READING PASSAGE >>

This is defined as a type alias PolynomialModule R M := ℕ →₀ M, since there might be different module structures on ℕ →₀ M of interest. See the docstring of PolynomialModule for details.

We also define, given an element a in an R-algebra A and an A-module M, an R[X]-module Module.AEval R M a, which is a type synonym of M with the action of a polynomial f given by f • m = Polynomial.aeval a f • m. In particular X • m = a • m.

In the special case that A = M →ₗ[R] M and φ : M →ₗ[R] M, the module Module.AEval R M a is abbreviated Module.AEval' φ. In this module we have X • m = ↑φ m.

def Module.AEval (R : Type u_1) (M : Type u_2) {A : Type u_3} [CommSemiring R] [Semiring A] [Algebra R A] [AddCommMonoid M] [Module A M] [Module R M] [IsScalarTower R A M] : A → Type u_2

Suppose a is an element of an R-algebra A and M is an A-module. Loosely speaking, Module.AEval R M a is the R[X]-module with elements m : M, where the action of a polynomial $f$ is given by $f • m = f(a) • m$.

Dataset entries
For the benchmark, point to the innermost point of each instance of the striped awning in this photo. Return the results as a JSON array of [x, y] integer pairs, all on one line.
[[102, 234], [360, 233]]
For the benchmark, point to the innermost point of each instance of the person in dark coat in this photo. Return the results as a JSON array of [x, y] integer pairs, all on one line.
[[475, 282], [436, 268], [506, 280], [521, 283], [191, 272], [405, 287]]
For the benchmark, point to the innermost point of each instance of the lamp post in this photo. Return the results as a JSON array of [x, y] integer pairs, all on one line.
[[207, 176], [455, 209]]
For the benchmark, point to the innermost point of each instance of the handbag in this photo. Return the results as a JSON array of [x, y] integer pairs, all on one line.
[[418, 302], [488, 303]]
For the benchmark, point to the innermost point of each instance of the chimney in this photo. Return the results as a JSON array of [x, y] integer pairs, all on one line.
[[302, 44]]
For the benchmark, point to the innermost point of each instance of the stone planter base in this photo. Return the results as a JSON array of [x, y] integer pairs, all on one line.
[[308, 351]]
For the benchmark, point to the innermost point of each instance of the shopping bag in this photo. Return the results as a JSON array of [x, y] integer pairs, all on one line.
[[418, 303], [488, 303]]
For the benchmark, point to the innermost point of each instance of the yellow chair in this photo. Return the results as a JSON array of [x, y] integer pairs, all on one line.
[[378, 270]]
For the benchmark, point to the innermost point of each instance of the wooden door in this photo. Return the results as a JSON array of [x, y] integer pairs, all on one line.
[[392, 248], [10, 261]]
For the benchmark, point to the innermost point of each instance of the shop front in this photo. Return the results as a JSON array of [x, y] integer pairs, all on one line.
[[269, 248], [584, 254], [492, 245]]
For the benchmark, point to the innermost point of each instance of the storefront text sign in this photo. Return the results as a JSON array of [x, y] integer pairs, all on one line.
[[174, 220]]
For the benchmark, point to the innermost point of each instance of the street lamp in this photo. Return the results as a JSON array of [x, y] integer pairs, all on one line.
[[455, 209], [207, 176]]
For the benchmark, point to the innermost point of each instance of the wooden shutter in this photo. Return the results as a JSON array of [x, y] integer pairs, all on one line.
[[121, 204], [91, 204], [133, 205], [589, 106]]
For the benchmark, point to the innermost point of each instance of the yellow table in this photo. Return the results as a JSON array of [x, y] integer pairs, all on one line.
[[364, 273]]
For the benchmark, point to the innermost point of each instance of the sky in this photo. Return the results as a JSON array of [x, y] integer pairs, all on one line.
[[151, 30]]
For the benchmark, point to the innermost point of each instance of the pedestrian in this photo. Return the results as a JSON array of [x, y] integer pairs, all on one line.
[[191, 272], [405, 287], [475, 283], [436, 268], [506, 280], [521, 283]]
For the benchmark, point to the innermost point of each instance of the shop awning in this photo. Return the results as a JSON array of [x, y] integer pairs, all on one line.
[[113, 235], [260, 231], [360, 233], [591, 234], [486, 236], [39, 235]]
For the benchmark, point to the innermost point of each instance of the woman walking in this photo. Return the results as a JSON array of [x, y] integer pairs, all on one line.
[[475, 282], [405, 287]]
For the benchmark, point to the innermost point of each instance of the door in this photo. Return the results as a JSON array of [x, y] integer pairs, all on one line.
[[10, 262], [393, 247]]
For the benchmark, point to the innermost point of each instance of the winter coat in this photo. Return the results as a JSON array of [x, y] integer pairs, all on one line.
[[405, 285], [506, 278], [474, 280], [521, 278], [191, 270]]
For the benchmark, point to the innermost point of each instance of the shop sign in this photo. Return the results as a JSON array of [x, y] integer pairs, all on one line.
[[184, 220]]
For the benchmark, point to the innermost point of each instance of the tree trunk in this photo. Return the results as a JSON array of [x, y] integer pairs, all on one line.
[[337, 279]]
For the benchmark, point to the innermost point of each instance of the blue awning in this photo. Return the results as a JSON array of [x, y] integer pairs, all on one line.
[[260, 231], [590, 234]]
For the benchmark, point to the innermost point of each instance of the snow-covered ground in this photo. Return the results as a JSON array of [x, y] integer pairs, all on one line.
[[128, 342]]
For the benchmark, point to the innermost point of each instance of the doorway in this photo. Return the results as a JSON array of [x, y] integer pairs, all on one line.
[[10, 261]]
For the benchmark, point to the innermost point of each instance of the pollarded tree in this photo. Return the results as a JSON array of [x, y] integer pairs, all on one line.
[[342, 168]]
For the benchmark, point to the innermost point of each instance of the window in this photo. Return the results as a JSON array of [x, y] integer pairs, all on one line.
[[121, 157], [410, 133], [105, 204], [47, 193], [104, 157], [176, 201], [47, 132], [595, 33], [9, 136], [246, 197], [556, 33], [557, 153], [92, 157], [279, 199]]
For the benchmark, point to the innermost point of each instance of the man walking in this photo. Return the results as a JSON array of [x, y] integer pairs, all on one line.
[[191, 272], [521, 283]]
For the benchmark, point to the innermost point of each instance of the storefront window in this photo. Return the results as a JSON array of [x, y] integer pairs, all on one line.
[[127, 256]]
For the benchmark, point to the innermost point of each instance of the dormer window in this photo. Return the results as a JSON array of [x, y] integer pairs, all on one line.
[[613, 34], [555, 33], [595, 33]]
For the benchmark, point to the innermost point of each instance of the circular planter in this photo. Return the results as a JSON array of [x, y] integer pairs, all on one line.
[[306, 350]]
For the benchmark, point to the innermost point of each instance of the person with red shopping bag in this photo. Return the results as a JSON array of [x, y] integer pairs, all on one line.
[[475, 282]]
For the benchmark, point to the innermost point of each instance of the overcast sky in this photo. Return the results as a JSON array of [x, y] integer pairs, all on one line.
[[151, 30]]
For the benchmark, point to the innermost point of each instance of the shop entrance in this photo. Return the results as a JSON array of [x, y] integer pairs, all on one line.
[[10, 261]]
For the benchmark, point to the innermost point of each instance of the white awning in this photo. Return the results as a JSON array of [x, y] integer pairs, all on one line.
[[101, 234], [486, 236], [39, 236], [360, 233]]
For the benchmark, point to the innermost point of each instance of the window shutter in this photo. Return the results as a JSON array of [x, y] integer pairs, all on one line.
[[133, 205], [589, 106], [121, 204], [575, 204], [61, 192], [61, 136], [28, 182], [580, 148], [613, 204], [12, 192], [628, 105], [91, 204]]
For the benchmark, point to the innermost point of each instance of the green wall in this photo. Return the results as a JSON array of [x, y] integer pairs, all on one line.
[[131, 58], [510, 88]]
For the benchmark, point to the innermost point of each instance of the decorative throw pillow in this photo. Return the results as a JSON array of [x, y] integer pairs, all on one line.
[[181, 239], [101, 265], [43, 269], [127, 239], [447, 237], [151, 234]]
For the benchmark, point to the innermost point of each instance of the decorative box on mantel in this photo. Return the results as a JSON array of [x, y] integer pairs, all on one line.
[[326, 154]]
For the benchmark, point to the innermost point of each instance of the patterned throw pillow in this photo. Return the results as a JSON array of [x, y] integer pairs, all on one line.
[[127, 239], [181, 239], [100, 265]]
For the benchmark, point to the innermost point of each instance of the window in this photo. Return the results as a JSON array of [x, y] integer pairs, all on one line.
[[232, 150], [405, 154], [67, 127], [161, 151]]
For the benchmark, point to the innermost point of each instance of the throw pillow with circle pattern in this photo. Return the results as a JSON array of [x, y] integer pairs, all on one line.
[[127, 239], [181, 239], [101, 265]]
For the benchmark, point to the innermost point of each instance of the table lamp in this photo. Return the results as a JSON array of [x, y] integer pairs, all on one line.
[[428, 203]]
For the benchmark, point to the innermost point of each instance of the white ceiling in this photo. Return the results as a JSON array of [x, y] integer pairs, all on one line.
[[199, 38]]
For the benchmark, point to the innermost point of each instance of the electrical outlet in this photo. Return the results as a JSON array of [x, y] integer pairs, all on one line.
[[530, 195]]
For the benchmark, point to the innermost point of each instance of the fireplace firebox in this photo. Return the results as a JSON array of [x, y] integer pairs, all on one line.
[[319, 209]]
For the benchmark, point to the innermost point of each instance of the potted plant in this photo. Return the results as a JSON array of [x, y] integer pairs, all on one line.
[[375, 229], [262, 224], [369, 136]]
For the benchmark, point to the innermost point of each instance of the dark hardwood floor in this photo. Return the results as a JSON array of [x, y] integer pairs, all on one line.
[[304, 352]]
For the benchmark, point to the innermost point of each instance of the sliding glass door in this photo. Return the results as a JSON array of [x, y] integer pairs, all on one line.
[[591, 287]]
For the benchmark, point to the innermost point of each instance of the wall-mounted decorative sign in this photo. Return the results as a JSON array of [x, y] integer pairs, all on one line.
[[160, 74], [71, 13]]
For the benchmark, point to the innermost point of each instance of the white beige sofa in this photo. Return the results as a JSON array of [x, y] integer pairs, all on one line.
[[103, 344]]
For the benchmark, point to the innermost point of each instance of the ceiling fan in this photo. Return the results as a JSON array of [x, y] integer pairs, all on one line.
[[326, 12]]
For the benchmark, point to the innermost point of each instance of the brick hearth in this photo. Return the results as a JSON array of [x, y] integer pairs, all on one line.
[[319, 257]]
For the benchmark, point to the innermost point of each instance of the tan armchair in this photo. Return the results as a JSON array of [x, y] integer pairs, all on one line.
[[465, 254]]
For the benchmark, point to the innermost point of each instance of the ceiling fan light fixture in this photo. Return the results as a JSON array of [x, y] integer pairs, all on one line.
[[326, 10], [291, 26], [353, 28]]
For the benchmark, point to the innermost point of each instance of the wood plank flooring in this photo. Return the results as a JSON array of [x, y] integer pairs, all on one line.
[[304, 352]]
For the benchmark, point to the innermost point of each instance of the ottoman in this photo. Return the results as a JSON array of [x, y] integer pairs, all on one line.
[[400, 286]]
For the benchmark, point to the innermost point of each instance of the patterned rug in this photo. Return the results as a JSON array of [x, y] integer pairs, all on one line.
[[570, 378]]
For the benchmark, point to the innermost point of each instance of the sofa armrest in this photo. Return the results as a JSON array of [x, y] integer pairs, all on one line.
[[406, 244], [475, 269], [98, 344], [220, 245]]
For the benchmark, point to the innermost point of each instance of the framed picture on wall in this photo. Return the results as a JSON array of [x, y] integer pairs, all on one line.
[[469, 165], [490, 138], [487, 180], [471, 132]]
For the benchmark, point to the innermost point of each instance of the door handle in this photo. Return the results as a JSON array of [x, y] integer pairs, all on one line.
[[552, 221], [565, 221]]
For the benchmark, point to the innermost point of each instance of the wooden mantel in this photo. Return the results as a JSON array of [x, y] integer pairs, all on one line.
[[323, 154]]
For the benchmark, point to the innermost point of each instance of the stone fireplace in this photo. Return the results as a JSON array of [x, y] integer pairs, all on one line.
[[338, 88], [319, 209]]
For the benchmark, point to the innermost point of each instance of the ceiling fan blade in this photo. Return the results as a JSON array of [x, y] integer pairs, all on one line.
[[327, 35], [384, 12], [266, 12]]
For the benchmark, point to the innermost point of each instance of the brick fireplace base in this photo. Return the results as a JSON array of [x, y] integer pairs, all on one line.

CHALLENGE >>
In the passage on polynomial modules, how is PolynomialModule R M defined, please? These entries come from a separate source.

SOLUTION FOR THIS TASK >>
As a type alias for ℕ →₀ M.